**Your objective:** Your task is to write out the lines from the line containing "of the short" through the last line of the material, exactly.

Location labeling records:
* * * * * * * * *

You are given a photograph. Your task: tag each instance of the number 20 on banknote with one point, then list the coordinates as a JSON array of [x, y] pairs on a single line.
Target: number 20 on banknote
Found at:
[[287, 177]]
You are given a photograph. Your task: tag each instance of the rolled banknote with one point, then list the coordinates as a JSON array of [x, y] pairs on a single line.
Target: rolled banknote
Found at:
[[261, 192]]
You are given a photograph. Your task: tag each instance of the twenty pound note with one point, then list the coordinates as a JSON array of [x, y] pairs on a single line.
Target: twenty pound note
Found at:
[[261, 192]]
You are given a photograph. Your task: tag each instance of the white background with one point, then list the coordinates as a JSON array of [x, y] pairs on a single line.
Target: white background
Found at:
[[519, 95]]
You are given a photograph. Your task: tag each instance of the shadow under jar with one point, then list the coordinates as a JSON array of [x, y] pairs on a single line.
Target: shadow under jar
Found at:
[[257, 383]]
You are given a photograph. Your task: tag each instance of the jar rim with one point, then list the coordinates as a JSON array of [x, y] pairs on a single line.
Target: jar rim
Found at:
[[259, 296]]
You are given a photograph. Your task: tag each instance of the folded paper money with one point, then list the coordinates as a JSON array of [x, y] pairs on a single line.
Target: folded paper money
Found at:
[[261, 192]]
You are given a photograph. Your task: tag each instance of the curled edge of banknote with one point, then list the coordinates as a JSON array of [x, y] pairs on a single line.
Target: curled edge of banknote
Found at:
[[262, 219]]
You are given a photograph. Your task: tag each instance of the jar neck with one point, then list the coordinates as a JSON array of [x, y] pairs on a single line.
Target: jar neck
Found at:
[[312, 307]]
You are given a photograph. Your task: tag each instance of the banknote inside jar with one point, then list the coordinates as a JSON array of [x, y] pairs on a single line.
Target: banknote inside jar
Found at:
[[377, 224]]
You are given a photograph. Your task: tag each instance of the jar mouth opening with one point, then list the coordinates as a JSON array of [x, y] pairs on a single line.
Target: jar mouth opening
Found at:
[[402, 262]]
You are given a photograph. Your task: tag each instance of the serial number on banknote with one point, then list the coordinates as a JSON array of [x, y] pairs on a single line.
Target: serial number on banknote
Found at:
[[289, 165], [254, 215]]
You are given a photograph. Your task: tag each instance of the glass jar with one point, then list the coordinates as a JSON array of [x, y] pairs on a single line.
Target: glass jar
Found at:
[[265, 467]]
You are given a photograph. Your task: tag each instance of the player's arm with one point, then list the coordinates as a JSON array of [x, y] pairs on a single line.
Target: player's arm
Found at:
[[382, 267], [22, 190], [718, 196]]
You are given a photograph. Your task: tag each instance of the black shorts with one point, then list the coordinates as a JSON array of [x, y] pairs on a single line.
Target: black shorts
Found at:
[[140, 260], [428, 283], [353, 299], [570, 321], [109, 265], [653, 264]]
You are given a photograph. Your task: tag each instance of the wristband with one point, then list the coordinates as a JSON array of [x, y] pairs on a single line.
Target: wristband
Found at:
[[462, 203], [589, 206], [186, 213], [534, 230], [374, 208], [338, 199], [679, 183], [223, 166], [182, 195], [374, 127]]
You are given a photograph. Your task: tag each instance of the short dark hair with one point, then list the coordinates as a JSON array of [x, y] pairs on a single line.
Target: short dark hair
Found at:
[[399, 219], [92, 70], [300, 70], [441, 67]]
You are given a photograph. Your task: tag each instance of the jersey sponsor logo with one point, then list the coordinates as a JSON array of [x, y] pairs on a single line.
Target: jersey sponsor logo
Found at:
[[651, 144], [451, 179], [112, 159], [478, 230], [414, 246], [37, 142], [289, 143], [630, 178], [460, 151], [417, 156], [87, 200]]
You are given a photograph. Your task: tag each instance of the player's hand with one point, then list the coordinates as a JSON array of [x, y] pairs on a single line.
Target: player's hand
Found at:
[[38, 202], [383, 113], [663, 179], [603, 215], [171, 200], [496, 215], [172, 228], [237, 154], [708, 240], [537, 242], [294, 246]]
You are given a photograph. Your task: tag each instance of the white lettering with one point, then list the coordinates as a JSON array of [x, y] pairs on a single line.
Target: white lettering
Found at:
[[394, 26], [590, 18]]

* * * * * * * * *

**Solution:**
You are given a photograph. Your task: tag each instance of the short dark hair with one point, then list the coordinates as a JSON array of [x, y] pairs on a single line.
Target: short dark hair
Found at:
[[399, 219], [92, 70], [300, 70], [441, 67]]
You are given a photograph. Your task: tag each instance of the jersey sponsor logo with one point, then list the coordinates as a JSON array of [x, y] pairs on a single line.
Target: jersey sponsor logo
Found at:
[[651, 144], [451, 179], [112, 159], [478, 230], [414, 246], [37, 142], [289, 143], [630, 178], [460, 151], [417, 156], [87, 200]]
You are given a photograph. Your task: tag each instance of the player's hand with one point, then list the coordinates as a JSON array of [x, y] pairs on a single line.
Target: player's hand
Found at:
[[38, 202], [383, 113], [663, 179], [603, 215], [171, 200], [496, 215], [172, 228], [237, 154], [708, 240], [537, 242], [294, 246]]
You are given a photograph. Your task: tag each instance of the white lettering with one point, then list the coordinates as a JSON array of [x, y] pairs on a single line.
Target: white lettering
Found at:
[[394, 26], [590, 18]]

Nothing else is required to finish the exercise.